(Beginning of Given passage)

Pride Month recognizes and uplifts LGBTQ voices across America. Join the Library in celebrating LGBTQ awareness throughout June with these new and recommended titles.
Adults
Perpetual West, Mesha Maren
As Alex and Elana try to make their home among the academics and young leftists in El Paso and Juárez, they are pulled from each other by an affair with a lucha libre fighter, their struggles to define themselves, and the loud cry of home. –from the publisher.
We Do What We Do in the Dark, Michelle Hart
Hart’s novel does something exceptional that few pieces of fiction have done successfully: She presents the older married professor as not only a complicated figure worthy of desire and suspicion, but makes her a woman too. —New York Times (on order)
The World Cannot Give, Tara Isabella Burton
The Girls meets Fight Club in this coming-of-age novel about queer desire, religious zealotry, and the hunger for transcendence among the devoted members of a cultic chapel choir in a prestigious Maine boarding school—and the obsessively ambitious, terrifyingly charismatic girl that rules over them. The World Cannot Give is a shocking meditation on the power, and danger, of wanting more from the world. –from the publisher
To Paradise, Hanya Yanagihara
We are given a patriarch, wealth, children; there is an arranged marriage, an inheritance, a true love, a class divide and a significant twist. Deftly paced and judiciously detailed, the tale makes hay with the conventions of the 19th-century novel. But that’s not all. With breathtaking audacity, Yanagihara rewrites America. This ambitious novel tackles major American questions and answers them in an original, engrossing way. –Gish Jen, New York Times Book Review
Time is a Mother, Ocean Vuong
Ocean Vuong’s second collection of poetry looks inward, on the aftershocks of his mother’s death, and the struggle – and rewards – of staying present in the world. The poet continues, through his work, his profound exploration of personal trauma, of what it means to be the product of an American war in America, and how to circle these fragmented tragedies to find not a restoration, but the epicenter of the break — provided by publisher.

(End of Given passage)

• _Exercise tasks_:
1/ Extract the portion of the Pride Month reading list starting with "We Do What We" and going on through "Times (on order)".
2/ According to the Pride Month reading list, where is the cultic chapel choir in The World Cannot Give located?
3/ Carry on the Pride Month reading list from its final entry, adding further titles in the same format.
The records that follow are drawn from a separate source and are unrelated to the Pride Month reading list.

(Beginning of Source data)

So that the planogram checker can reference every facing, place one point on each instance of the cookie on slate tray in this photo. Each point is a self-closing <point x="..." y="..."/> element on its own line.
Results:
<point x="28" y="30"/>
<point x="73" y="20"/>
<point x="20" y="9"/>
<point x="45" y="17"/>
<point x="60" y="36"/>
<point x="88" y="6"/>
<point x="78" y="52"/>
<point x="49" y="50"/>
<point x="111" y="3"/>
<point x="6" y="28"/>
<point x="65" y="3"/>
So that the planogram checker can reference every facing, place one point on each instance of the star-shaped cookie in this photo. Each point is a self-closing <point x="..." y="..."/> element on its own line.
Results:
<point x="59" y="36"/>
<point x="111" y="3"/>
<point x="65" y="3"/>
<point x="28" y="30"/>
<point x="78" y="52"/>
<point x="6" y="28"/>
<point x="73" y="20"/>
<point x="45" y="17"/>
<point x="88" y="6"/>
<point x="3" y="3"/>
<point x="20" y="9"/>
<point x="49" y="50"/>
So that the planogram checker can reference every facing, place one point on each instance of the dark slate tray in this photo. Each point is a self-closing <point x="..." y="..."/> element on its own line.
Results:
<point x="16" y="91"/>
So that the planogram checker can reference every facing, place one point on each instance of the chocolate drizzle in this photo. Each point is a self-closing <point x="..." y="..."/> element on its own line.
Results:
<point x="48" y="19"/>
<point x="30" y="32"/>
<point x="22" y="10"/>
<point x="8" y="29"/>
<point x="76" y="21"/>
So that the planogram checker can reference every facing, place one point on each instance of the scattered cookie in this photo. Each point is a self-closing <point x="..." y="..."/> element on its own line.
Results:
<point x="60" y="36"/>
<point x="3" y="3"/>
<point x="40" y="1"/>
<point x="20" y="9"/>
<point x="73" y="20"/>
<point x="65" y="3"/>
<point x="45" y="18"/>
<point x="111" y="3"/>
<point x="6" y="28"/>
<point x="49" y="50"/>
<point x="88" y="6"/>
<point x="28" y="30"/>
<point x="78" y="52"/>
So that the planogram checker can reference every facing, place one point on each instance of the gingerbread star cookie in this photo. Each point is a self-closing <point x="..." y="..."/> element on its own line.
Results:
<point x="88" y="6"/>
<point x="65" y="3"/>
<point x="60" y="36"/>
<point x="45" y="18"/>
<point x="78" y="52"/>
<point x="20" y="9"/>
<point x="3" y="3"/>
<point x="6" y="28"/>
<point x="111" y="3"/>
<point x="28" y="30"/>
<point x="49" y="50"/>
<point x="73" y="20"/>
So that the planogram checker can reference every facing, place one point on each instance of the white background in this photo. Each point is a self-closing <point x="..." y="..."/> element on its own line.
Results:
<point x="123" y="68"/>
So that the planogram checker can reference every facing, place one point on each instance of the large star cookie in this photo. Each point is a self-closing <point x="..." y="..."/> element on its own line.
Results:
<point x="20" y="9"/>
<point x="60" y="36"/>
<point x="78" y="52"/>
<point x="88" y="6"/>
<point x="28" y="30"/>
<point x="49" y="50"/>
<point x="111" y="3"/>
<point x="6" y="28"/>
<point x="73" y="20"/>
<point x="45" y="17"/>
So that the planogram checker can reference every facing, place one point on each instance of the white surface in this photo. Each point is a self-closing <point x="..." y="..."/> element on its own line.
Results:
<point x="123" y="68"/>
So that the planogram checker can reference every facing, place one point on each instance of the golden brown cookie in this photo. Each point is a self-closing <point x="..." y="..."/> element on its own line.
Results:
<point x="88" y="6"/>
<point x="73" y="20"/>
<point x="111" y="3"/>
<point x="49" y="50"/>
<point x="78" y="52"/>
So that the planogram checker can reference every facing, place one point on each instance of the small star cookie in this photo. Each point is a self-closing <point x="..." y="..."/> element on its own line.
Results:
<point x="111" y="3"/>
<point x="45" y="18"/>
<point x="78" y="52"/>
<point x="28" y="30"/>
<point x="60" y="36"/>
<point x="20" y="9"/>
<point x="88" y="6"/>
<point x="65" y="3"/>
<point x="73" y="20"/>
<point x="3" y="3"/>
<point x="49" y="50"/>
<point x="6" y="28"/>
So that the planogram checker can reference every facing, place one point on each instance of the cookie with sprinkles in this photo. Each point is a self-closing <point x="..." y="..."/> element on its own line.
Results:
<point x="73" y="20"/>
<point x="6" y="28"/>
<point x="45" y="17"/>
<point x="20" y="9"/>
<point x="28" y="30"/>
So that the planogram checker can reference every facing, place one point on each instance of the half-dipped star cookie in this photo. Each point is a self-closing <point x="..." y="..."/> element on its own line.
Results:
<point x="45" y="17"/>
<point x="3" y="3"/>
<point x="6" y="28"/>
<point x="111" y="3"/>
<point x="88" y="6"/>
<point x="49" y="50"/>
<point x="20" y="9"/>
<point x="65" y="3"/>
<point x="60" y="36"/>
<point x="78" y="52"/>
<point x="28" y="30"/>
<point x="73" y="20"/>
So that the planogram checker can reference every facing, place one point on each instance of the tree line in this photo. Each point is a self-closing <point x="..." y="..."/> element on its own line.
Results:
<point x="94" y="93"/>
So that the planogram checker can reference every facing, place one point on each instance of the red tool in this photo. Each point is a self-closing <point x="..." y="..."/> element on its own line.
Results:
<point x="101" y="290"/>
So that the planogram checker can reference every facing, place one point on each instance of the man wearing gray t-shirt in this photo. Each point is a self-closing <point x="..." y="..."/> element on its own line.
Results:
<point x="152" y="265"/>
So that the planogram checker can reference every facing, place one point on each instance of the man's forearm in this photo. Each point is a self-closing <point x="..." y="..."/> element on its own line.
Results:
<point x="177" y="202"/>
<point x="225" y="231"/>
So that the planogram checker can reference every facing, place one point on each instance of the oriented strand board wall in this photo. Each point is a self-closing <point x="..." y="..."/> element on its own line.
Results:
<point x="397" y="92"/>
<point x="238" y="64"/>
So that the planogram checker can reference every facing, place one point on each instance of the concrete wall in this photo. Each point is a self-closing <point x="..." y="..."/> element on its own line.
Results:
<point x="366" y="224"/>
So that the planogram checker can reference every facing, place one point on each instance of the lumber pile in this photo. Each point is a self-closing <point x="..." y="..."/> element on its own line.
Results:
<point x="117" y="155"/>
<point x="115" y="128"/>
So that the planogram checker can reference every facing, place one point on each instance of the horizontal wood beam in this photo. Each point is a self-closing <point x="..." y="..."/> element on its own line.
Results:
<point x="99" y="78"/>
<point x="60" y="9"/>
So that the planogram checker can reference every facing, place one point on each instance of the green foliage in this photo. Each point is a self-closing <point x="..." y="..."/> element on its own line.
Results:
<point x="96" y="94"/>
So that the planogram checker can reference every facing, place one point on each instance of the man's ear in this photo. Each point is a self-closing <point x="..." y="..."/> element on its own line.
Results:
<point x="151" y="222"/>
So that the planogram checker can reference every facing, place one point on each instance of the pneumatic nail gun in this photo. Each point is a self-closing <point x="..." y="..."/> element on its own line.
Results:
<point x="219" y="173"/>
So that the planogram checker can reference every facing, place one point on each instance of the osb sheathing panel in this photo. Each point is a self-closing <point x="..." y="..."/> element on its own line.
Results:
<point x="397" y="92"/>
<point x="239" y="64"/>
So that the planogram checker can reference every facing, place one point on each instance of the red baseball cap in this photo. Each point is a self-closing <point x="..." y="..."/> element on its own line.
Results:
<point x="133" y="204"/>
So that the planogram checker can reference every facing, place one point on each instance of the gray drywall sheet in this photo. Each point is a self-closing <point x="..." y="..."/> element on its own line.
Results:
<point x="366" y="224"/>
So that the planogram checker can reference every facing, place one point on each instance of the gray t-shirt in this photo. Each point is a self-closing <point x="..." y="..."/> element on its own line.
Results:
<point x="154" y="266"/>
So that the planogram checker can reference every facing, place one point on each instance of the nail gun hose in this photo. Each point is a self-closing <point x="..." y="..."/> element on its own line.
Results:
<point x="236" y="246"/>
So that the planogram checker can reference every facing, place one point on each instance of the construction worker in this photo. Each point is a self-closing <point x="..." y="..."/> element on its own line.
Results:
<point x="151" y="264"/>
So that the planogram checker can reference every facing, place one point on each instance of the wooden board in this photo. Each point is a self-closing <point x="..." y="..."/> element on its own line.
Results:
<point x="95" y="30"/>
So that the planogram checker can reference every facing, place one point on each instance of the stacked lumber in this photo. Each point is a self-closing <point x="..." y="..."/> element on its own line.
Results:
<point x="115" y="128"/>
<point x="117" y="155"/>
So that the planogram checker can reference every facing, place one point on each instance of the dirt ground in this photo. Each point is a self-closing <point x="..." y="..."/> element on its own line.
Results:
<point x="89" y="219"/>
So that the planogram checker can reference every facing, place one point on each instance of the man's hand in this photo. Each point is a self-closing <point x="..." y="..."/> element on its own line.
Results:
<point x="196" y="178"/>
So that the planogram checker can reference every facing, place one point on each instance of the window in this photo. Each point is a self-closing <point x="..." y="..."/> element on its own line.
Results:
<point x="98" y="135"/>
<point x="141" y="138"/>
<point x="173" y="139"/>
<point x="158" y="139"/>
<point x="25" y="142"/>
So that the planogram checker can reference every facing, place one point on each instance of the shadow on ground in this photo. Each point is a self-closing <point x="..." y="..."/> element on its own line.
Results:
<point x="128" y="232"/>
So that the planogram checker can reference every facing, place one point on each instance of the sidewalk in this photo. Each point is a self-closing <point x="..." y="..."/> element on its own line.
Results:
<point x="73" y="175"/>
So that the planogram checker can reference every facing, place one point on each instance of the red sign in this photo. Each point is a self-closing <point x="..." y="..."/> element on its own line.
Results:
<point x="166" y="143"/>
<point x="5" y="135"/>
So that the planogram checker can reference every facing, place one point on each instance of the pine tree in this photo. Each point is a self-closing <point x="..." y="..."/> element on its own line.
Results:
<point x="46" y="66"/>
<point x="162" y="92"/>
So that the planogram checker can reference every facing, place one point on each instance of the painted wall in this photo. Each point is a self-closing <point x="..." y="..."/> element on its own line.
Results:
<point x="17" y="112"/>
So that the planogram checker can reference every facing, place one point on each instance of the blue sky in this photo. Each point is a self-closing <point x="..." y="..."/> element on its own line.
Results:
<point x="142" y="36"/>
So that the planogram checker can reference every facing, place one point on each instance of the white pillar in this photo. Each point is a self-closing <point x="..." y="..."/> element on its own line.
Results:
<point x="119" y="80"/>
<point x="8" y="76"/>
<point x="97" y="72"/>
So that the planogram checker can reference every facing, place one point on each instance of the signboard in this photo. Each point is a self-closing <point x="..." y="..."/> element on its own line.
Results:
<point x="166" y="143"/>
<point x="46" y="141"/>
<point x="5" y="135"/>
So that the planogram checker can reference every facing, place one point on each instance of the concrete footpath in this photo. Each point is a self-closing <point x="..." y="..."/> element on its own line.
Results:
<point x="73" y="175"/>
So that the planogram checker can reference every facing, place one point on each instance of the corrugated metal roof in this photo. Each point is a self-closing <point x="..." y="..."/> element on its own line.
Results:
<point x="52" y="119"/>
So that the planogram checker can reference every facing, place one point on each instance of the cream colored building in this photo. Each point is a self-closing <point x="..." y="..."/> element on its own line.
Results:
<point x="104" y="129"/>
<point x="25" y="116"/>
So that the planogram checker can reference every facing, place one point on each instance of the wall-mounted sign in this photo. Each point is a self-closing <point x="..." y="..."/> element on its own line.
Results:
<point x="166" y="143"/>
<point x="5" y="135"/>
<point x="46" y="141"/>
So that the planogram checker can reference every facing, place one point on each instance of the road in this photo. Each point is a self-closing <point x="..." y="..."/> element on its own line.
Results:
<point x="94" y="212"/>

(End of Source data)

• _Written answers_:
1/
We Do What We Do in the Dark, Michelle Hart
Hart’s novel does something exceptional that few pieces of fiction have done successfully: She presents the older married professor as not only a complicated figure worthy of desire and suspicion, but makes her a woman too. —New York Times (on order)

2/ In a prestigious Maine boarding school.

3/
Young Adult and Kids
All That’s Left In The World, Erik J. Brown
Putting their trust in one another, two boys, Andrew and Jamie, search for civilization in a world ravaged by a deadly pathogen, but their secrets could cost them everything as they try to find the courage to fight for the future, together.
Pumpkin, Julie Murphy
Murphy is at it again with a third return to Clover City and the Dumplin’ universe. Tackling heavy topics with humor, this novel touches on the importance of staying true to yourself even (and especially) when it’s hard. —School Library Journal
Answers in the Pages, David Levithan
When Donovan left his copy of The Adventurers on the kitchen counter, he didn’t think his mom would read it–much less have a problem with it. It’s just an adventure novel about two characters trying to stop an evil genius. But soon the entire town is freaking out about whether the book’s main characters are gay, Donovan’s mom is trying to get the book removed from the school curriculum, and Donovan is caught in the middle. –from the publisher.
Pride: The Story of Harvey Milk and the Rainbow Flag, Rob Sanders
Pride traces the life of the Gay Pride Flag, from its beginnings with social activist Harvey Milk and designer Gilbert Baker to its spanning of the globe and its role in today’s world.
Worm Loves Worm, J.J. Austrian
Two worms in love decide to get married, and with help from Cricket, Beetle, Spider, and the Bees they have everything they need and more, but which one will be the bride and which the groom?
Love Makes a Family, Sophie Beer
Whether you have one parent, two moms, two dads, a mom and a dad, or another wonderful caregiver, there’s one thing that makes a family a family … and that’s love.